TASK OBJECTIVE ::
Everything from the line containing "Reviewer note: every instance of the dark brown" through the last line of the records below should be printed exactly, please, and nothing else.

RECORDS SHOWN ::
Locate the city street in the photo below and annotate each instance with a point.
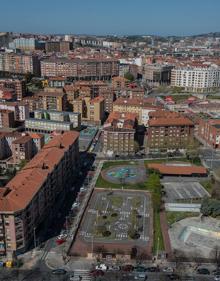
(210, 157)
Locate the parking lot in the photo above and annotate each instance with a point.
(184, 191)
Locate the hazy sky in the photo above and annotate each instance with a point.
(119, 17)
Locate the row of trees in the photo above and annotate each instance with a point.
(210, 207)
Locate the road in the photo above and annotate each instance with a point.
(39, 275)
(211, 158)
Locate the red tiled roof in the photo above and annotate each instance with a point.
(97, 99)
(23, 187)
(181, 121)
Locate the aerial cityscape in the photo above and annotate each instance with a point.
(110, 141)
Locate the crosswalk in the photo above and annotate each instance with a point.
(81, 275)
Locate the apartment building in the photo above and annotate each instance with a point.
(132, 105)
(6, 143)
(56, 82)
(25, 44)
(61, 116)
(31, 196)
(169, 131)
(22, 149)
(20, 109)
(120, 83)
(18, 86)
(37, 142)
(19, 63)
(157, 74)
(57, 46)
(196, 79)
(52, 100)
(22, 143)
(96, 112)
(209, 131)
(119, 133)
(80, 69)
(45, 126)
(5, 38)
(7, 119)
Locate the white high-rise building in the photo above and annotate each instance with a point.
(196, 79)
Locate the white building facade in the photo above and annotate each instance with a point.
(196, 79)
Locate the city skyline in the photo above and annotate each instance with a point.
(164, 19)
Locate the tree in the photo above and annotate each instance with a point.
(136, 146)
(28, 76)
(129, 76)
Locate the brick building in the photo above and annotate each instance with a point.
(80, 69)
(169, 130)
(22, 149)
(31, 197)
(119, 133)
(57, 46)
(209, 131)
(52, 100)
(7, 119)
(19, 87)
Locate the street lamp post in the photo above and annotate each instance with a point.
(35, 242)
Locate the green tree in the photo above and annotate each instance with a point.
(136, 146)
(129, 76)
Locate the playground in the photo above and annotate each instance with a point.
(196, 237)
(116, 220)
(125, 174)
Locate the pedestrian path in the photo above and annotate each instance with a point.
(81, 275)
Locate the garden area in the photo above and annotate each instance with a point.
(173, 217)
(151, 184)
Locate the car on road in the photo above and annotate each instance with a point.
(59, 271)
(75, 205)
(216, 272)
(173, 276)
(167, 269)
(140, 269)
(114, 268)
(203, 271)
(101, 266)
(152, 269)
(96, 273)
(140, 276)
(127, 268)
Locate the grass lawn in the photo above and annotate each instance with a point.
(158, 244)
(173, 217)
(207, 185)
(110, 163)
(213, 97)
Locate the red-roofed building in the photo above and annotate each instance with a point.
(32, 194)
(119, 133)
(169, 130)
(209, 131)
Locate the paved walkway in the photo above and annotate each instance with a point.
(166, 238)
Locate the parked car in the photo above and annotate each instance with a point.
(96, 273)
(140, 276)
(204, 271)
(127, 268)
(140, 269)
(101, 266)
(114, 268)
(75, 205)
(152, 269)
(173, 276)
(168, 269)
(59, 271)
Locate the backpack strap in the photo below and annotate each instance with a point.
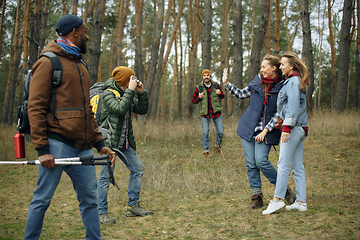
(200, 87)
(55, 77)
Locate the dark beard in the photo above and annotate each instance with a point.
(83, 49)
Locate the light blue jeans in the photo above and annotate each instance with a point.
(84, 182)
(291, 153)
(205, 122)
(256, 158)
(136, 167)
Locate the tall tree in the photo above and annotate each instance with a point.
(357, 79)
(3, 6)
(194, 26)
(277, 28)
(307, 51)
(13, 74)
(158, 22)
(258, 40)
(158, 75)
(332, 49)
(35, 34)
(344, 49)
(206, 50)
(139, 9)
(238, 54)
(268, 32)
(95, 49)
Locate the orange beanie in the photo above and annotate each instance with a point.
(206, 71)
(122, 75)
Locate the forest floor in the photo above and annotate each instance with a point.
(194, 198)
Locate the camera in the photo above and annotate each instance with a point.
(136, 80)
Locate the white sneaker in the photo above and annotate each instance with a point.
(298, 206)
(273, 206)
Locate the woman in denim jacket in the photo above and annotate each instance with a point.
(291, 106)
(256, 126)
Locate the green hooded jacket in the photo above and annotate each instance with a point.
(110, 104)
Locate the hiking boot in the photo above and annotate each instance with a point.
(298, 206)
(290, 196)
(137, 211)
(256, 201)
(273, 206)
(218, 151)
(106, 219)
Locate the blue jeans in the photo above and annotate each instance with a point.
(256, 158)
(205, 122)
(291, 153)
(136, 167)
(84, 182)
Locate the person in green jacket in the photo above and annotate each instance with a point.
(117, 107)
(209, 95)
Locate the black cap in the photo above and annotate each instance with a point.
(67, 23)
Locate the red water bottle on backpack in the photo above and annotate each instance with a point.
(19, 145)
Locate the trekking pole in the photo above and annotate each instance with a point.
(86, 160)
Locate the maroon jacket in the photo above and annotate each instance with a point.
(73, 123)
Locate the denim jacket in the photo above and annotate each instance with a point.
(291, 103)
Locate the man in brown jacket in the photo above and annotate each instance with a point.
(68, 131)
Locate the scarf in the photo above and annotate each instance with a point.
(293, 74)
(271, 83)
(68, 46)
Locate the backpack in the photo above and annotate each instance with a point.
(96, 91)
(200, 87)
(23, 117)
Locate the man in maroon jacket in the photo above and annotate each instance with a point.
(68, 130)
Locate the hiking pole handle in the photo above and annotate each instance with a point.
(94, 158)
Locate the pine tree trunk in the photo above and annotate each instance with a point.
(357, 79)
(194, 31)
(206, 51)
(333, 61)
(158, 21)
(268, 32)
(344, 49)
(158, 75)
(139, 66)
(95, 47)
(308, 56)
(258, 41)
(180, 80)
(238, 55)
(277, 28)
(3, 6)
(15, 67)
(35, 32)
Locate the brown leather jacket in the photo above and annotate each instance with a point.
(73, 122)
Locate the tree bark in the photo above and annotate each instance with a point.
(35, 33)
(238, 55)
(3, 6)
(194, 31)
(10, 102)
(206, 51)
(159, 81)
(158, 22)
(357, 79)
(258, 41)
(308, 55)
(139, 66)
(95, 47)
(268, 32)
(343, 72)
(332, 48)
(277, 28)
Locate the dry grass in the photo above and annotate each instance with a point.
(195, 198)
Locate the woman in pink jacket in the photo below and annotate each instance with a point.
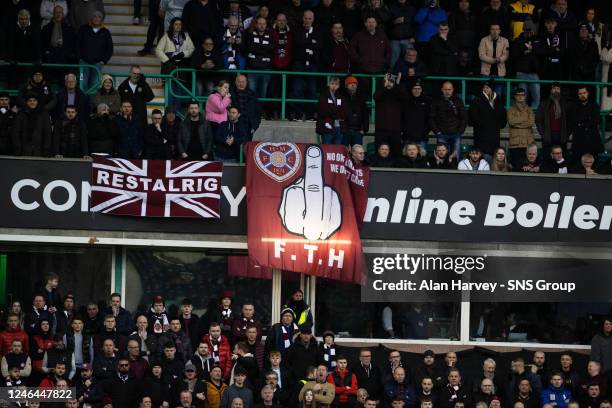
(217, 104)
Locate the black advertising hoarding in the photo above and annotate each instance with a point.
(409, 206)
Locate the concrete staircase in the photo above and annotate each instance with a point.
(128, 39)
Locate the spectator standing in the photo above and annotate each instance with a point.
(416, 116)
(229, 137)
(402, 33)
(32, 130)
(95, 47)
(130, 139)
(448, 119)
(493, 52)
(206, 59)
(201, 19)
(370, 50)
(68, 95)
(551, 119)
(137, 91)
(306, 58)
(102, 132)
(217, 104)
(195, 136)
(520, 11)
(248, 105)
(390, 99)
(58, 39)
(473, 162)
(157, 142)
(520, 122)
(444, 52)
(81, 11)
(524, 54)
(357, 120)
(108, 95)
(488, 116)
(259, 51)
(331, 114)
(70, 135)
(584, 127)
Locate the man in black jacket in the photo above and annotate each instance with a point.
(136, 90)
(306, 55)
(95, 47)
(488, 116)
(7, 120)
(70, 135)
(448, 119)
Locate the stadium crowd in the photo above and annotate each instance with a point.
(219, 360)
(406, 41)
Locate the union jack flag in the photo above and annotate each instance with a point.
(156, 188)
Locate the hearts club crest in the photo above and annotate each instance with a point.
(279, 161)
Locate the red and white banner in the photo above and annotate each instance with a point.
(303, 206)
(156, 188)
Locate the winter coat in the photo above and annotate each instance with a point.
(70, 139)
(216, 107)
(330, 111)
(487, 59)
(487, 121)
(184, 136)
(428, 19)
(95, 47)
(81, 10)
(239, 131)
(225, 354)
(370, 53)
(444, 56)
(102, 134)
(283, 49)
(300, 356)
(543, 120)
(67, 53)
(139, 97)
(32, 134)
(416, 118)
(259, 50)
(157, 144)
(448, 116)
(601, 350)
(557, 397)
(130, 138)
(405, 29)
(520, 126)
(584, 127)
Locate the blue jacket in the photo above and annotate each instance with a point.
(392, 390)
(557, 397)
(428, 19)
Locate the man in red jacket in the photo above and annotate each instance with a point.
(13, 332)
(220, 349)
(345, 383)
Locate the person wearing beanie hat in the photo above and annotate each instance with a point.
(488, 116)
(282, 335)
(107, 94)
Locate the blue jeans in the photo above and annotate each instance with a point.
(532, 89)
(398, 48)
(453, 141)
(332, 138)
(89, 77)
(304, 88)
(259, 84)
(352, 137)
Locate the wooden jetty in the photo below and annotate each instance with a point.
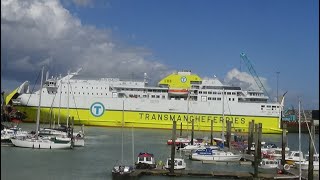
(211, 174)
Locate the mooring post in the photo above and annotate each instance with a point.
(211, 137)
(250, 136)
(255, 163)
(180, 129)
(284, 144)
(192, 131)
(173, 146)
(259, 141)
(311, 150)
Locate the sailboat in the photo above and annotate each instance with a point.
(121, 170)
(36, 141)
(63, 133)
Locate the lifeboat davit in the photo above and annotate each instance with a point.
(178, 91)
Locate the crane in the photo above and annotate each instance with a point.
(253, 73)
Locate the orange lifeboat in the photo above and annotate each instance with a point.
(178, 91)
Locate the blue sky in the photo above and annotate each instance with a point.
(205, 36)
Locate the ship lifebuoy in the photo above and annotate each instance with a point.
(286, 167)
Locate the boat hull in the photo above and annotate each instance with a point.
(156, 120)
(40, 144)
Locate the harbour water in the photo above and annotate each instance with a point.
(103, 150)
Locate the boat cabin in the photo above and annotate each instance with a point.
(179, 164)
(145, 161)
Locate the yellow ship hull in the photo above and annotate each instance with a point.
(143, 119)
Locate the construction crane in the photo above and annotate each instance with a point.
(253, 73)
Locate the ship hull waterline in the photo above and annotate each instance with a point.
(154, 120)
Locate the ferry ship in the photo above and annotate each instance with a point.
(181, 96)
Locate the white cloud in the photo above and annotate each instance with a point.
(38, 32)
(83, 3)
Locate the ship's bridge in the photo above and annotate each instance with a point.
(180, 80)
(179, 83)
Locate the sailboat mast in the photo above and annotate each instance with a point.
(132, 146)
(68, 99)
(122, 132)
(223, 117)
(38, 112)
(59, 102)
(299, 140)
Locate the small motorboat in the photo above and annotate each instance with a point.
(145, 161)
(305, 164)
(269, 163)
(179, 164)
(122, 171)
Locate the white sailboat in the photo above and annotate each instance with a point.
(179, 164)
(36, 141)
(121, 170)
(63, 133)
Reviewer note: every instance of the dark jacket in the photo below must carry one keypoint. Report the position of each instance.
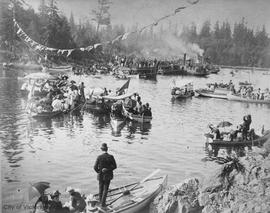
(77, 202)
(107, 162)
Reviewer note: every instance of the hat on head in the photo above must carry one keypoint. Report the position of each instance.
(55, 194)
(70, 189)
(104, 147)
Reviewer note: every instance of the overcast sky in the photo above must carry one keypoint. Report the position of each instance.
(130, 12)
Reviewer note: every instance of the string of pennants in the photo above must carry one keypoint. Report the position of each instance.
(39, 47)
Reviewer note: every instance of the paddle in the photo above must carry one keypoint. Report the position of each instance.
(142, 181)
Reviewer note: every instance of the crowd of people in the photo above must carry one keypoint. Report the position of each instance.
(241, 133)
(250, 93)
(55, 95)
(51, 202)
(134, 105)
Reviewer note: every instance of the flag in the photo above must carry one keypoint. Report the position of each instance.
(179, 9)
(193, 2)
(125, 86)
(125, 36)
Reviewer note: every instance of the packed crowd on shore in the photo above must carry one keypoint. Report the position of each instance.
(54, 96)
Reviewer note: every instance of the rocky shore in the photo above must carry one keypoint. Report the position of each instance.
(240, 185)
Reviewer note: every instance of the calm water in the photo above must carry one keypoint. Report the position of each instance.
(63, 150)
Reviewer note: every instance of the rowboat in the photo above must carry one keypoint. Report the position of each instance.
(147, 73)
(259, 141)
(45, 114)
(133, 117)
(139, 196)
(232, 97)
(103, 104)
(199, 71)
(210, 94)
(61, 69)
(182, 90)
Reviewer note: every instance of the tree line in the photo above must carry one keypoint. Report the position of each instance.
(237, 46)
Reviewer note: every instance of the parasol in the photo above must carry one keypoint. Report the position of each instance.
(38, 189)
(40, 75)
(224, 124)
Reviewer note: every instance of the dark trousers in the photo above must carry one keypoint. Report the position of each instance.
(103, 191)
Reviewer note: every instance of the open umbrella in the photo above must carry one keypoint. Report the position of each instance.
(224, 124)
(40, 75)
(38, 189)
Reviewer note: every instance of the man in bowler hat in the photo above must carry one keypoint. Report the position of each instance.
(104, 166)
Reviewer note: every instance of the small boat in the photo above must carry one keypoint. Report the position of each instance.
(232, 97)
(215, 70)
(149, 73)
(259, 141)
(182, 90)
(199, 71)
(134, 117)
(46, 114)
(56, 70)
(139, 196)
(245, 83)
(173, 69)
(210, 94)
(103, 104)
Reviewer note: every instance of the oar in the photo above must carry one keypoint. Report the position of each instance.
(141, 182)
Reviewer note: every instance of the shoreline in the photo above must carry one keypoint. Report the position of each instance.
(241, 184)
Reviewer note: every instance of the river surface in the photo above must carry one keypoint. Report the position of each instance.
(63, 150)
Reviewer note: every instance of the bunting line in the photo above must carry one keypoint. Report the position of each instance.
(39, 47)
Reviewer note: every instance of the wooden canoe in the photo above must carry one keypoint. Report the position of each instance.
(210, 94)
(45, 114)
(256, 142)
(232, 97)
(138, 118)
(183, 96)
(140, 196)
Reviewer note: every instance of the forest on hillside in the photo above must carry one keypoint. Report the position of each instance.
(236, 45)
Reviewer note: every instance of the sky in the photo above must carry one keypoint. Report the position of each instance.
(143, 12)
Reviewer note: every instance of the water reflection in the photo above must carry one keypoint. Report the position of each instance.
(141, 128)
(215, 152)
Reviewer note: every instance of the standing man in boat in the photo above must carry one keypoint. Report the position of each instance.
(104, 166)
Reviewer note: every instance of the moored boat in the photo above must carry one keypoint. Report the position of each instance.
(232, 97)
(139, 196)
(136, 117)
(197, 70)
(210, 94)
(46, 114)
(182, 90)
(259, 141)
(147, 73)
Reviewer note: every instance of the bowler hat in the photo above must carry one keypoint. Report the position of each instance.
(55, 194)
(104, 147)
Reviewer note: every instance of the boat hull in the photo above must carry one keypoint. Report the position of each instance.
(257, 142)
(140, 196)
(231, 97)
(138, 118)
(210, 94)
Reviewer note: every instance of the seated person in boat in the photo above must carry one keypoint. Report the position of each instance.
(215, 131)
(234, 133)
(55, 205)
(77, 202)
(42, 202)
(57, 104)
(128, 103)
(147, 110)
(138, 108)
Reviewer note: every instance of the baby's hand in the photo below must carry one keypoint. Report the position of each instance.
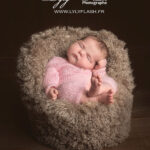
(53, 92)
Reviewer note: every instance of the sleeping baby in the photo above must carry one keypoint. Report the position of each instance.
(81, 77)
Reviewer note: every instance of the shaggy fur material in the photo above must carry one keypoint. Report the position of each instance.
(66, 126)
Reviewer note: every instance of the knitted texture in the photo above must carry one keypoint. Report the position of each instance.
(61, 124)
(70, 80)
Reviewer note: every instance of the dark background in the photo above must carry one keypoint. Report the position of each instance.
(129, 20)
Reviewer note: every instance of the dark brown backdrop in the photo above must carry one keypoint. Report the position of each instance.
(129, 20)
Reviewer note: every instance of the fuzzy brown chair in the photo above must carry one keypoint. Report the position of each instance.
(61, 124)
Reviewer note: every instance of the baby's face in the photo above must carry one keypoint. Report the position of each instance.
(84, 53)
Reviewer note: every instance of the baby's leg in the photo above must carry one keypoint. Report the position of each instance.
(106, 97)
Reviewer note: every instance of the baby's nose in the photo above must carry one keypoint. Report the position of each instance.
(82, 53)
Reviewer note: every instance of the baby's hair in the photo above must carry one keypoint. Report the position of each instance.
(101, 44)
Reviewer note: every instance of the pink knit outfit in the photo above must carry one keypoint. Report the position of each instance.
(70, 80)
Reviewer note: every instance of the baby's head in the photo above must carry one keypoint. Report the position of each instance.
(88, 53)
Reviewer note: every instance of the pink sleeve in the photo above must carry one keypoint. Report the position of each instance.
(51, 76)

ANSWER TO THE PROBLEM ::
Reviewer note: every instance of the dark brown backdrop in the photo above must carry one keypoint. Report the position of each instance.
(129, 20)
Reviewer note: every instance of the fuzzy brown chair in the photo above must carry one keypoint. Report the position of each instance.
(61, 124)
Reviewer note: every instance of the baby's face in the photo above must carry one keypoint. Report the position of each instance.
(84, 53)
Reviewer note: every instance of the baby's leg in the photo above must carry one keypoint. Report the position of each instance.
(106, 97)
Reviewer note: every instance of the baby's nose in the photo above must carry one keypoint. Report the position of each instance.
(82, 53)
Reviewer note: every instance of the baby's hair in the photo above must carry one keypoint. Report the position of each instance.
(101, 44)
Reviewer note: every instance of the pink knit outfit in the photo above must carry one keypoint. Report the position of each instance.
(70, 80)
Reviewer note: every instance of the baby's head in the photo above must carry one keypoint. Report the position of each instance.
(88, 53)
Reviewer note: every instance of the pink sleeve in the photo above must carry one keypoint. Report the position of each instance.
(51, 76)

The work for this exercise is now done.